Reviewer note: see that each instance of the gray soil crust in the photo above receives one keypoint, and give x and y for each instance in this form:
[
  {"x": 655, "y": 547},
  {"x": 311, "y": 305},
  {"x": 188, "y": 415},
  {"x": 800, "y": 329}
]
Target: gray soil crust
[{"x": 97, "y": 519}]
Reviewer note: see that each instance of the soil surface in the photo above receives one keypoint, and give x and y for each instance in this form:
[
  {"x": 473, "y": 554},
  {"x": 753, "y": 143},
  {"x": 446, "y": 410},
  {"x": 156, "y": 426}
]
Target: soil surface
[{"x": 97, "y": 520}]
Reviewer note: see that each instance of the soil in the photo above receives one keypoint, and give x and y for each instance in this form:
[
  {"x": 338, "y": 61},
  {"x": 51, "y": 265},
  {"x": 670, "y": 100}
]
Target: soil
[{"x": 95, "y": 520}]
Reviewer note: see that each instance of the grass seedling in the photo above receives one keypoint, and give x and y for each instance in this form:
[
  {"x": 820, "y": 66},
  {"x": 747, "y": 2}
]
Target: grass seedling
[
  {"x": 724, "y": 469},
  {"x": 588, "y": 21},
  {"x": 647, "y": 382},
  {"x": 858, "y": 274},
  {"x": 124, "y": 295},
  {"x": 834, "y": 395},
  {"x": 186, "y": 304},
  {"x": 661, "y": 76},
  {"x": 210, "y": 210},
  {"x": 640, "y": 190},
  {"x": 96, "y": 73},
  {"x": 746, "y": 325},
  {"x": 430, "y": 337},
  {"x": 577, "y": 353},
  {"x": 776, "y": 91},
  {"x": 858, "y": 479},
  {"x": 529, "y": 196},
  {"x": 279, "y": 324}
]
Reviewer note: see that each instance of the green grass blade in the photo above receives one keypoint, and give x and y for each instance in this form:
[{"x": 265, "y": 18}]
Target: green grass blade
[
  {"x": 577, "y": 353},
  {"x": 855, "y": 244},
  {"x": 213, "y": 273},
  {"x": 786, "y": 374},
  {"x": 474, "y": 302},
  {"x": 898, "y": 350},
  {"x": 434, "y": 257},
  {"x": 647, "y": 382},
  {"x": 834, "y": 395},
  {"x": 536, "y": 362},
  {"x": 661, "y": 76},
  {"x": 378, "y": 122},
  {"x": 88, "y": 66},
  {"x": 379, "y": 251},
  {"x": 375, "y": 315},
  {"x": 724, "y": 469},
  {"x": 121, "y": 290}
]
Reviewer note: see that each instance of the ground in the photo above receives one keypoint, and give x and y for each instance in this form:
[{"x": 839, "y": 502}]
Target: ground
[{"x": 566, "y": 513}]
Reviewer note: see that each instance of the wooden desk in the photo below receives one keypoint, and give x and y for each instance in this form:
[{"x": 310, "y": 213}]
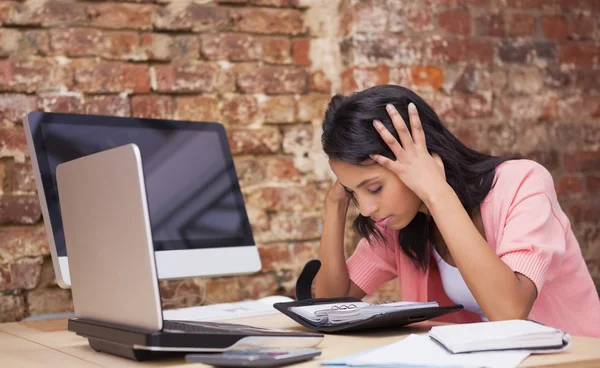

• **WORK TO DO**: Reproduce every entry above verbatim, line for line, with all coordinates unchanged. Leave the picture out of your copy.

• **TASK RESULT**:
Reviewer note: see that each instance of the gray soil crust in the photo above receives one keypoint, and give x and y for each instance in this form:
[
  {"x": 655, "y": 547},
  {"x": 311, "y": 305},
  {"x": 188, "y": 415},
  {"x": 800, "y": 329}
]
Target: gray soil crust
[{"x": 97, "y": 519}]
Reviewer note: see that each instance of the soil surface in the photo above receives one keypoint, and give x and y for each instance in this form:
[
  {"x": 473, "y": 554},
  {"x": 753, "y": 143},
  {"x": 446, "y": 410},
  {"x": 156, "y": 426}
]
Target: soil surface
[{"x": 97, "y": 520}]
Reviewer note: see that each instance of the soil in the photo above receives one keypoint, and give x and y for each instance in this form:
[
  {"x": 338, "y": 61},
  {"x": 51, "y": 265},
  {"x": 670, "y": 100}
]
Target: soil
[{"x": 95, "y": 520}]
Reviewer note: see that each instance of the grass seedling in the photo above receives one keypoint, and give x and y for each instance in this form:
[
  {"x": 820, "y": 66},
  {"x": 747, "y": 2}
]
Target: grass seedling
[
  {"x": 724, "y": 469},
  {"x": 588, "y": 21},
  {"x": 647, "y": 382},
  {"x": 858, "y": 274},
  {"x": 124, "y": 295},
  {"x": 834, "y": 395},
  {"x": 186, "y": 304},
  {"x": 661, "y": 76},
  {"x": 210, "y": 210},
  {"x": 640, "y": 190},
  {"x": 96, "y": 73},
  {"x": 746, "y": 325},
  {"x": 430, "y": 337},
  {"x": 577, "y": 353},
  {"x": 776, "y": 91},
  {"x": 858, "y": 479},
  {"x": 529, "y": 196},
  {"x": 279, "y": 324}
]
Reviewer note: see that each instance of the green grass blade in the photo above receives one keypoint, and give x and y for each instance in this form:
[{"x": 265, "y": 18}]
Target: green grass blade
[
  {"x": 577, "y": 353},
  {"x": 855, "y": 244},
  {"x": 213, "y": 273},
  {"x": 786, "y": 374},
  {"x": 474, "y": 302},
  {"x": 898, "y": 350},
  {"x": 434, "y": 257},
  {"x": 647, "y": 382},
  {"x": 834, "y": 395},
  {"x": 536, "y": 362},
  {"x": 661, "y": 76},
  {"x": 378, "y": 122},
  {"x": 88, "y": 66},
  {"x": 379, "y": 251},
  {"x": 375, "y": 315},
  {"x": 724, "y": 469},
  {"x": 121, "y": 290}
]
Reviewer note: see that each instance of the ground in the photo above receives one keypoint, and give x and y for each instance in this form:
[{"x": 839, "y": 502}]
Target: ground
[{"x": 566, "y": 513}]
Reviewer note: see that each instance of the wooden desk in the photo below receives one keypoint, and give x and y for each instance in this form:
[{"x": 310, "y": 213}]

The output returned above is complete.